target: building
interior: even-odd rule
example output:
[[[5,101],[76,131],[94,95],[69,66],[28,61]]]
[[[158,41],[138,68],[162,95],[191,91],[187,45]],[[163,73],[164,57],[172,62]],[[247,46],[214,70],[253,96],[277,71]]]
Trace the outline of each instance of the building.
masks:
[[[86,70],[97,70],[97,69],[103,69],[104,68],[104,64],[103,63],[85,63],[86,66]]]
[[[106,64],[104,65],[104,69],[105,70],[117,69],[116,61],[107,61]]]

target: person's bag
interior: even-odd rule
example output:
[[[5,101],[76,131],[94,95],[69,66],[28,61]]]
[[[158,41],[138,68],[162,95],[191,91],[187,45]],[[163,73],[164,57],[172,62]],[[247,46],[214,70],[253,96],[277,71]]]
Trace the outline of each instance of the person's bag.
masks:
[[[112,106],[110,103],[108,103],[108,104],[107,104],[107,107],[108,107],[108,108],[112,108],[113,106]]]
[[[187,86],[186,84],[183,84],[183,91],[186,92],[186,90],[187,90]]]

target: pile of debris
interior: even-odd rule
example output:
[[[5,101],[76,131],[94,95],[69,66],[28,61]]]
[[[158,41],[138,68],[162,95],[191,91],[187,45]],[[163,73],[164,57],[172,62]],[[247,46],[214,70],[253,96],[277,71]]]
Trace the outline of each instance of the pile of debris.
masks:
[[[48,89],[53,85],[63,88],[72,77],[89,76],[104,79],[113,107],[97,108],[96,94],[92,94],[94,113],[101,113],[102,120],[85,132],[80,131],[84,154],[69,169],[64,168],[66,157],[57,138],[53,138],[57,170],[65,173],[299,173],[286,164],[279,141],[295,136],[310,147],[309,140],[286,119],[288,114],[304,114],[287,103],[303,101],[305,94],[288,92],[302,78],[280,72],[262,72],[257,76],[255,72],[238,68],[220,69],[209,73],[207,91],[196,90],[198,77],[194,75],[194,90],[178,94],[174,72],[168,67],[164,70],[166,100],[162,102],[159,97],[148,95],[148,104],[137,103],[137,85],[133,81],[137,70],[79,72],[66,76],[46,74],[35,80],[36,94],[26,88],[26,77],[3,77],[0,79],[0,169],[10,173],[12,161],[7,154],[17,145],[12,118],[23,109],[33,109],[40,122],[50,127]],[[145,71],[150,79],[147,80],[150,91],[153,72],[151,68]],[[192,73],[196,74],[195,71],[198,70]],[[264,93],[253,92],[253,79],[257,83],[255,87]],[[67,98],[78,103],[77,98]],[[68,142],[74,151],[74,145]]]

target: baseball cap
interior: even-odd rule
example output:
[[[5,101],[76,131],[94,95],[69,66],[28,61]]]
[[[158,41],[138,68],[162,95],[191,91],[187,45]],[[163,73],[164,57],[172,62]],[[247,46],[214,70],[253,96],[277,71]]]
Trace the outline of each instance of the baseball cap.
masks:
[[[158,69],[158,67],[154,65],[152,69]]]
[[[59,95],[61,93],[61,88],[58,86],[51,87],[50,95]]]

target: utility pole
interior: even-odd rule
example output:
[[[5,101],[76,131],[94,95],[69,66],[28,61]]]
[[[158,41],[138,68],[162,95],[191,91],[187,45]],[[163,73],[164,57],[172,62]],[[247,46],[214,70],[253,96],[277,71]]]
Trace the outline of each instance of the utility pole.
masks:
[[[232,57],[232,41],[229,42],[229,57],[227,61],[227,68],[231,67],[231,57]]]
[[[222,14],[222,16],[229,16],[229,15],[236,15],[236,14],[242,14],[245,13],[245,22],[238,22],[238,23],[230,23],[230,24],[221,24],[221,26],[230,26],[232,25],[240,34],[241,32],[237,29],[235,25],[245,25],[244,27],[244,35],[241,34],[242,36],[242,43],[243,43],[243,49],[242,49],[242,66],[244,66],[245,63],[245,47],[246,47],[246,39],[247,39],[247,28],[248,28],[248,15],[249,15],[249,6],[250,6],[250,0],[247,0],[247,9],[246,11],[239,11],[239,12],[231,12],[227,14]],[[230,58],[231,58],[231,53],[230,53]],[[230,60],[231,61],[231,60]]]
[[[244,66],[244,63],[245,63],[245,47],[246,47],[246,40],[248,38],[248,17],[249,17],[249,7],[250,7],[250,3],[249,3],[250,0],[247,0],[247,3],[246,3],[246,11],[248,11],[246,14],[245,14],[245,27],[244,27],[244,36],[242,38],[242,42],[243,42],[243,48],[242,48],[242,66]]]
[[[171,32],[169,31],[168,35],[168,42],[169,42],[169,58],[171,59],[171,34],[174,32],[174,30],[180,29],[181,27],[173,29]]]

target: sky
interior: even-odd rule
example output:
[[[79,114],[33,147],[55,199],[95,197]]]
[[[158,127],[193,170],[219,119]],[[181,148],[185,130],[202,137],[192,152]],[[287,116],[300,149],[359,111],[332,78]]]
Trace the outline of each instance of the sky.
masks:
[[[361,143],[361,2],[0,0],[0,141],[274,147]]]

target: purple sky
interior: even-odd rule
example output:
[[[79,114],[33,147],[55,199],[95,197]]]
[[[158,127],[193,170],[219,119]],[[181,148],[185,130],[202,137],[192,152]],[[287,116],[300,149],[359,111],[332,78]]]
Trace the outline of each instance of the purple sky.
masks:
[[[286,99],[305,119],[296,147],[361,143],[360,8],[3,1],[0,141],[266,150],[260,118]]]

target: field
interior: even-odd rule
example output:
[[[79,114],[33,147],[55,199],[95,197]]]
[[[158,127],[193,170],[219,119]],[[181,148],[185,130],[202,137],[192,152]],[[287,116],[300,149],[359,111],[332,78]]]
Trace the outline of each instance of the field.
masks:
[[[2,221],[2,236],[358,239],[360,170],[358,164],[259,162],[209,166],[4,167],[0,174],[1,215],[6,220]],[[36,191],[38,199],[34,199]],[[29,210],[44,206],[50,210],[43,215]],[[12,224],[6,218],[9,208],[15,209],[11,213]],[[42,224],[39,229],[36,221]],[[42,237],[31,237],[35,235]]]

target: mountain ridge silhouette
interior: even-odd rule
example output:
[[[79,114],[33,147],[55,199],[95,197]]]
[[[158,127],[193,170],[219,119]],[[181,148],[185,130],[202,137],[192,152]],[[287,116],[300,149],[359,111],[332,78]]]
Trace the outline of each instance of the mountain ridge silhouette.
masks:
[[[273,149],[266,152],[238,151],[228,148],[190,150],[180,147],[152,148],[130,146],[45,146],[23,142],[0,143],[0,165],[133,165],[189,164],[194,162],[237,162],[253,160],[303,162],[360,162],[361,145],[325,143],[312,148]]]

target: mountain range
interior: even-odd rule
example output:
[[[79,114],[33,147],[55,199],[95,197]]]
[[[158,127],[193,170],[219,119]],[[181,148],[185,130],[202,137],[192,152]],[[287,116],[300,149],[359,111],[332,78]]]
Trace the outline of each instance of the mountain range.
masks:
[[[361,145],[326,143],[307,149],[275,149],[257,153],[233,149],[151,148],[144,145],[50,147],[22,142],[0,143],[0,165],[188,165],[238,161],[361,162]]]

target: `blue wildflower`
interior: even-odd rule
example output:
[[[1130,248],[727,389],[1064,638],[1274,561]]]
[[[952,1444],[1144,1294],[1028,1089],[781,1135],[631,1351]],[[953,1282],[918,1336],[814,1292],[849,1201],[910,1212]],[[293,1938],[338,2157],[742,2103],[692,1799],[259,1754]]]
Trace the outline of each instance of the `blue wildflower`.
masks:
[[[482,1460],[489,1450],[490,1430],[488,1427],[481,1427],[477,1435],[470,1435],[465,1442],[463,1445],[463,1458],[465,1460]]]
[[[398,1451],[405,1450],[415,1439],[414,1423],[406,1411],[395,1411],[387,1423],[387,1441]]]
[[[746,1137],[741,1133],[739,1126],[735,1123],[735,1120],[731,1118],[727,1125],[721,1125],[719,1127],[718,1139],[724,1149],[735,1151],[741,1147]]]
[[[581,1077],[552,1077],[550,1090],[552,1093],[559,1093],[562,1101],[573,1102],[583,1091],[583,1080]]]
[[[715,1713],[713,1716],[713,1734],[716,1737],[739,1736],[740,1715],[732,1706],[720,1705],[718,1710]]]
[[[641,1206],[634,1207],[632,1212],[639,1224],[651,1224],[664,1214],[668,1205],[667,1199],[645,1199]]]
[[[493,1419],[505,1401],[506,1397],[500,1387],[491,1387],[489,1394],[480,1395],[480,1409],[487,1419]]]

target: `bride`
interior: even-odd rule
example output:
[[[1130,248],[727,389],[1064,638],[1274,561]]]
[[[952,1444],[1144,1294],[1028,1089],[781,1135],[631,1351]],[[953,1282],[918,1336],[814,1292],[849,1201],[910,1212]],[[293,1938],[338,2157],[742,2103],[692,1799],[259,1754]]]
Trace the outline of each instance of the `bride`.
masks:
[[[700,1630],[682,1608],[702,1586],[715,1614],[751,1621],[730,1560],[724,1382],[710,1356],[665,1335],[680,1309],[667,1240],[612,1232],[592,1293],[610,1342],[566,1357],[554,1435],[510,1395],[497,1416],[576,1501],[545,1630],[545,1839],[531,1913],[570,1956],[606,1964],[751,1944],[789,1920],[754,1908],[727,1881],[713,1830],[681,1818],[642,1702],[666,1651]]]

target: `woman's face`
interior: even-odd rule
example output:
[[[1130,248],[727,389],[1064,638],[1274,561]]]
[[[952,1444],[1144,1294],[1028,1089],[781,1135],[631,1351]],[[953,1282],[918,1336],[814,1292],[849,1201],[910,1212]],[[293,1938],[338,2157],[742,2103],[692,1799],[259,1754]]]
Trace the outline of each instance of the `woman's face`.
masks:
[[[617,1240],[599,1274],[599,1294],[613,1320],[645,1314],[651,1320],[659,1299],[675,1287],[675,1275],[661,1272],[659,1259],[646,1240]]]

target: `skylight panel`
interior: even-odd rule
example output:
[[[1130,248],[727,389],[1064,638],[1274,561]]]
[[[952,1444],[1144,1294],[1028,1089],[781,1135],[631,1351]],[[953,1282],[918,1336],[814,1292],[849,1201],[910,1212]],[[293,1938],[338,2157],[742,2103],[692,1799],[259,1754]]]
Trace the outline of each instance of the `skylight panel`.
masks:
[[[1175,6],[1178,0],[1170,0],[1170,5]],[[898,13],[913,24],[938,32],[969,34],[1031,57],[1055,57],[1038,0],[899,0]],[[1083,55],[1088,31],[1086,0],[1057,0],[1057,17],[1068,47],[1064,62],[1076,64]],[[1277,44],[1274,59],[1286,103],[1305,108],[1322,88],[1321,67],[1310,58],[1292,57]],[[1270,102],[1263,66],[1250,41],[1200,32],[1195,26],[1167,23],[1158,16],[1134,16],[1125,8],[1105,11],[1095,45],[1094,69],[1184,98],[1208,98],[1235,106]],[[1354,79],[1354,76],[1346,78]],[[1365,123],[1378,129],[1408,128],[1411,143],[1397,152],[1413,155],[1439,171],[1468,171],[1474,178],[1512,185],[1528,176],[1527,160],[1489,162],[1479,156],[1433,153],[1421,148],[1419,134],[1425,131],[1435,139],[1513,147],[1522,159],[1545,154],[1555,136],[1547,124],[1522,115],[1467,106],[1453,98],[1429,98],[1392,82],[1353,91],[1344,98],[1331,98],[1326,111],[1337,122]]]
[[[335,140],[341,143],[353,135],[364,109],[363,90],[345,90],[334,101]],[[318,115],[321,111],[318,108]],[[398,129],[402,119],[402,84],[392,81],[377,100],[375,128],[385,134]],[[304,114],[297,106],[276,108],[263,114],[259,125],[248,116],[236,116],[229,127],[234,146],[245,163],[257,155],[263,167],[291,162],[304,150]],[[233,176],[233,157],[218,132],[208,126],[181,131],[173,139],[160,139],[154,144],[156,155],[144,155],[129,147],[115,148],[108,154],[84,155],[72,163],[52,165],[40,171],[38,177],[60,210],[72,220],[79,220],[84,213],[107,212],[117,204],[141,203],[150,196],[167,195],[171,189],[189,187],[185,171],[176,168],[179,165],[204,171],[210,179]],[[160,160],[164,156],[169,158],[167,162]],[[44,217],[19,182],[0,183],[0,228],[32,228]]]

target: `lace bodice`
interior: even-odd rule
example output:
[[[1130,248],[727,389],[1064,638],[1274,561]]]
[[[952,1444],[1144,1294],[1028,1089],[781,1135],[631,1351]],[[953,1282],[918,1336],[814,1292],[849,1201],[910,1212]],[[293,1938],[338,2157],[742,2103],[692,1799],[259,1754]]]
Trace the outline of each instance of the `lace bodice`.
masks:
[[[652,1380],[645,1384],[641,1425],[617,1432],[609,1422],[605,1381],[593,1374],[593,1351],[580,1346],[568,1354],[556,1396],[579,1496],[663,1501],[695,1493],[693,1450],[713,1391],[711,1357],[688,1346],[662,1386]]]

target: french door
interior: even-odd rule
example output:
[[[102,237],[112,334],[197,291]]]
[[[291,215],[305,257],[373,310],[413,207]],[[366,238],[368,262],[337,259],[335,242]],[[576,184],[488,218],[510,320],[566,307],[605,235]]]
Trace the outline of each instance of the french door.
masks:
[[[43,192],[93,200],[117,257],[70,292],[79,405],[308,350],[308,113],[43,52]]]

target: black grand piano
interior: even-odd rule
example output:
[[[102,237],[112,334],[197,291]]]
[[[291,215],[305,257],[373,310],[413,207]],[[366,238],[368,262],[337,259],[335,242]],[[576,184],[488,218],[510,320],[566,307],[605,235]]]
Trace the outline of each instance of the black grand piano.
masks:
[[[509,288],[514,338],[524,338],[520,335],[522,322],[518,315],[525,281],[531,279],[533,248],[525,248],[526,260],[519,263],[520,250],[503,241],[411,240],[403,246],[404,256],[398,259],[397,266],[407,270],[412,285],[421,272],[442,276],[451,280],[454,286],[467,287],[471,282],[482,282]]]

******************************

§ Task directions: Filter the records, keeping only lines that contain "pile", and show those lines.

§ Response:
target: pile of debris
Trace the outline of each instance of the pile of debris.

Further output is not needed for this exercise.